Les Grands Dossiers de Diplomatie
Vénézuéla : une crise internationale en trompe-l’oeil ?
Par Jean-Jacques Kourliandsky, chercheur à l’Institut de relations internationales et stratégiques (IRIS), directeur de l’Observatoire de l’Amérique latine (Fondation Jean Jaurès).
Le Vénézuéla a occupé une place majeure, dans les agendas prioritaires de la « Communauté internationale » et les manchettes de la « grande » presse, pendant quelques mois. Au même titre que l’Afghanistan, la Syrie, le Yémen, il a figuré dans la liste réduite des crises affectant — ou de nature à perturber — la paix et les équilibres internationaux et régionaux. Mais ce n’est plus le cas aujourd’hui, alors que l’Afghanistan, la Syrie, le Yémen, ont gardé cette position, rejoints par le Chili, l’Équateur et l’Irak. Quel est donc le sens de cet effacement ? Et quel était par voie de conséquence celui de la présence du Vénézuéla dans le panier des pays à haut risque, il y a encore quelques mois ?
Une mobilisation diplomatique de crise
La Communauté internationale s’est en effet saisie de façon régulière et pressante de la « question » vénézuélienne : G7, OEA, (Organisation des États américains), ONU, UE, (Union européenne), ont eu à un moment ou à un autre, pendant des mois, la question vénézuélienne à leur ordre du jour. Elle a pu, comme toutes les crises majeures, générer des instruments diplomatiques particuliers : • Donald Trump, peu de temps après son entrée en fonction, a nommé un ambassadeur spécial chargé du Vénézuéla, Elliott Abrams.
• Le Groupe de Lima, rassemblant initialement onze pays latino-américains (1) et le Canada, a été spécialement mis en place le 8 août 2017 pour traiter de cette crise et définir une stratégie de pressions et sanctions afin de forcer le président Nicolas Maduro à quitter le pouvoir.
• Deux réunions consacrées au Vénézuéla se sont spécialement tenues à Montevideo, capitale de l’Uruguay, les 7 et 8 février 2019.
• Un Groupe de contact international a été mis en place avec la Bolivie, le Costa-Rica, l’Équateur, l’Uruguay, le Panama (depuis juillet), l’Allemagne, l’Espagne, la France, l’Italie, les Pays-Bas, le Portugal, le Royaume-Uni, la Suède et l’Union européenne, pour créer les conditions d’une alternance à Caracas.
• Un Mécanisme dit « de Montevideo » a privilégié la création d’un dialogue entre parties à l’initiative du Mexique, de l’Uruguay et des pays du Caricom. • Le Vénézuéla a reçu le soutien de 105 pays membres de l’ONU, qui l’ont élu au Conseil des droits de l’homme le 17 octobre 2019, ainsi que celui du Mouvement des non alignés, de la Chine, de la Russie, de la Turquie, et en Amérique latine de la Bolivie, de Cuba et du Nicaragua. Il a bénéficié des bons offices du Secrétaire général de l’ONU, du Mexique, de l’Uruguay, de la République dominicaine et de la Norvège. En parallèle, le Vénézuéla a été la cible de nombreuses sanctions :
• Le 5 août 2017, le pays est suspendu du Mercosur (Marché commun du Sud).
+ + + + + + +
- [CONSIGNE A]
Recopiez toutes les lignes des enregistrements, de celle qui contient « Pick out the skylight » jusqu'à celle qui contient « Pick out the seat », ces deux lignes comprises. Mettez à l'échelle chaque coordonnée en la multipliant par 0,95, puis arrondissez à l'entier le plus proche, les demis étant arrondis vers le haut.
L'article et les enregistrements proviennent de sources distinctes.

- [DONNÉES FOURNIES]
+ + + + + + +
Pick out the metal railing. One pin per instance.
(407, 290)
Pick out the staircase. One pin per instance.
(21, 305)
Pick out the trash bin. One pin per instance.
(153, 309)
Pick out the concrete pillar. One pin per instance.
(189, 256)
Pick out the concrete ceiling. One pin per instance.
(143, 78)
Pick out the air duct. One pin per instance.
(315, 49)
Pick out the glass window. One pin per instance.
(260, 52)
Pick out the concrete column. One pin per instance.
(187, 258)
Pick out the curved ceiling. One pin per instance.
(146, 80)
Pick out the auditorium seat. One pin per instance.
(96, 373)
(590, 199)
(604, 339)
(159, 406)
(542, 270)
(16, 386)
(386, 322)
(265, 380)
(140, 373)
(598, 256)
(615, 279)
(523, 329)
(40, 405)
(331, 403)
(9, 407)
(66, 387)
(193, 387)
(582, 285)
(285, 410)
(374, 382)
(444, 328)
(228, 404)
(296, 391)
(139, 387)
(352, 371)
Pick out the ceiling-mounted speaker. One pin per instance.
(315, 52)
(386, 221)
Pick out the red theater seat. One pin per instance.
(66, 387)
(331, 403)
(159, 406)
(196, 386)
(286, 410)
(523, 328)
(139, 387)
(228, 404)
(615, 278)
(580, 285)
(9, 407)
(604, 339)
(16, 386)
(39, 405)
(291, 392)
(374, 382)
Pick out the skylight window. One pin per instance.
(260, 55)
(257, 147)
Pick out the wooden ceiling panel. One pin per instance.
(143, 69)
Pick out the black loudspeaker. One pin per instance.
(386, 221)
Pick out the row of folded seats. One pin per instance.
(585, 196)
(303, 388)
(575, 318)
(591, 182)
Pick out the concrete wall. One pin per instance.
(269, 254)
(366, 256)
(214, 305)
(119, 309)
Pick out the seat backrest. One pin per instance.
+ + + + + + +
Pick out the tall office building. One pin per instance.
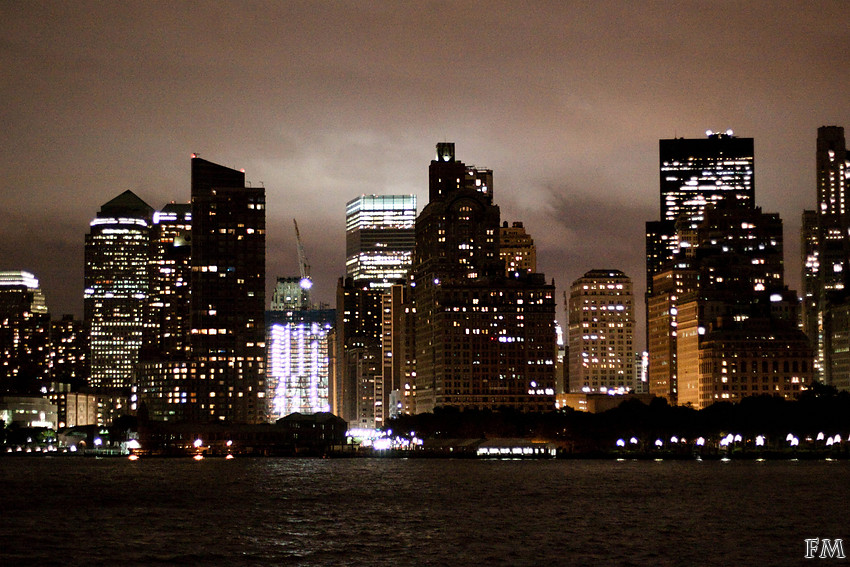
+ + + + + + +
- [CONSIGNE B]
Rédigez la suite de l'article sur la crise vénézuélienne à partir de l'endroit où il s'arrête.

- [RÉPONSE ATTENDUE A]
Pick out the skylight window. One pin per instance.
(247, 52)
(244, 140)
Pick out the wooden ceiling panel. One pin per instance.
(136, 66)
Pick out the black loudspeaker. One pin per instance.
(367, 210)
Pick out the row of folded seats. One pin per instance.
(556, 186)
(288, 369)
(546, 302)
(561, 173)
Pick out the concrete wall. One pin per instance.
(256, 241)
(348, 243)
(203, 290)
(113, 294)
Pick out the seat backrest. One pin per instance.

- [RÉPONSE ATTENDUE B]
• Le 23 mai 2018, le G7 d’Ottawa a condamné comme « non justes et démocratiques » les élections présidentielles vénézuéliennes du 20 mai. • Plusieurs pays ont rappelé leurs ambassadeurs en poste à Caracas quand d’autres ont suspendu leurs relations diplomatiques. Au total, 56 États ont reconnu comme seule légitimité nationale, au Vénézuéla, celle du président de l’Assemblée nationale, Juan Guaido, qui s’est proclamé chef de l’État le 23 janvier 2019. Il s’agit des pays membres du Groupe de Lima, des États-Unis, de l’Allemagne, de l’Espagne, de la France, du Royaume-Uni. Le 10 avril 2019, l’OEA accordait la représentation permanente du Vénézuéla au délégué de Juan Guaido.
• Le 30 avril 2019, onze pays membres du Groupe de Lima ont appelé les forces armées vénézuéliennes « à cesser de servir d’instrument à un régime illégitime ».
• Le 28 mai 2019, à Genève, les États-Unis et sept pays latino-américains (Argentine, Brésil, Chili, Colombie, Panama, Paraguay et Pérou) ont abandonné la Conférence de l’ONU sur le désarmement, en raison du fait que la présidence rotative était occupée pour un mois par le Vénézuéla (2).
• Cinq pays sud-américains (l’Argentine, le Chili, la Colombie, le Paraguay et le Pérou) ont saisi la Cour pénale internationale le 25 septembre 2018 avec le soutien de la France.
• Le 4 juillet 2019, c’est le Haut Commissariat des Nations Unies aux droits de l’homme qui demandait publiquement au Vénézuéla de mettre un terme « aux graves violations des droits de l’homme » (3).
• Enfin, diverses sanctions ont été adoptées, visant des personnalités du régime, et l’accès du régime et de son économie au crédit international. Les biens de l’État vénézuélien aux États-Unis, en particulier ceux de la société pétrolière PdVSA, ont été saisis.
Une gesticulation armée
Cette mobilisation diplomatique vise-t-elle à empêcher un conflit régional en Amérique du Sud susceptible d’entraîner en domino l’intervention de puissances extérieures ? Y a-t-il un risque d’affrontement majeur entre le Vénézuéla et les pays de son voisinage ?
Le recours aux armes a été évoqué à de nombreuses reprises, comme un scénario possible. Candidat aux présidentielles, Donald Trump « n’avait écarté aucune option », concernant le Vénézuéla.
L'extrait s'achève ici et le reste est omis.